(Page)
Friday, May 21, 2010

Who Will Watch the Watchers?

Last night the Senate voted to pass SB 3217, which is being touted as the largest financial overhaul since the Great Depression. The bill now returns to the House to be reconciled with its Financial Reform Bill. The final bill is supposed to be signed by the President before the Fourth of July.

The bill creates a new Bureau of Consumer Financial Protection which has unprecedented authority and power and whose director is appointed by the President. Yesterday we examined the makeup of the Bureau; today we are going to take a look at its power and authority.

The Bureau of Consumer Financial Protection, as we saw yesterday, will have transferred to it all of the consumer financial protection powers of a number of various agencies of the government which allow it to regulate all depository and non-depository financial institutions (for a list see yesterday's post.) Within 1 year after the creation of the Bureau, the Bureau is to issue a rule defining a class of "covered person" who will be regulated.

(Dataset content)
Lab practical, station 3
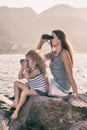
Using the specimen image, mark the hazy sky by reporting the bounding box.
[0,0,87,13]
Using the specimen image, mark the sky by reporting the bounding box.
[0,0,87,13]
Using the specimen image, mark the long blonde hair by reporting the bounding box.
[52,30,73,65]
[25,49,46,76]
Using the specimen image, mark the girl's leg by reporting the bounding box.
[9,81,28,108]
[11,90,38,119]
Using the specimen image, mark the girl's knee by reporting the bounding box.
[21,90,27,97]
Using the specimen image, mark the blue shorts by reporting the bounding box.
[35,90,48,96]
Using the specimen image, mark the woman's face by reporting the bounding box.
[26,56,36,69]
[52,33,61,47]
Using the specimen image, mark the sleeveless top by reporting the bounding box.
[28,73,46,92]
[50,51,71,91]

(Directives)
1) Return the part of the financial reform post that opens with the words containing "The bill creates" and closes with "power and authority.", copied word for word.
2) Retype all the records word for word, leaving the pictures out.
The records have no connection to the post about the financial reform bill.

(Written responses)
1)
The bill creates a new Bureau of Consumer Financial Protection which has unprecedented authority and power and whose director is appointed by the President. Yesterday we examined the makeup of the Bureau; today we are going to take a look at its power and authority.

2)
Lab practical, station 3
Using the specimen image, mark the hazy sky by reporting the bounding box.
[0,0,87,13]
Using the specimen image, mark the sky by reporting the bounding box.
[0,0,87,13]
Using the specimen image, mark the long blonde hair by reporting the bounding box.
[52,30,73,65]
[25,49,46,76]
Using the specimen image, mark the girl's leg by reporting the bounding box.
[9,81,28,108]
[11,90,38,119]
Using the specimen image, mark the girl's knee by reporting the bounding box.
[21,90,27,97]
Using the specimen image, mark the blue shorts by reporting the bounding box.
[35,90,48,96]
Using the specimen image, mark the woman's face by reporting the bounding box.
[26,56,36,69]
[52,33,61,47]
Using the specimen image, mark the sleeveless top by reporting the bounding box.
[28,73,46,92]
[50,51,71,91]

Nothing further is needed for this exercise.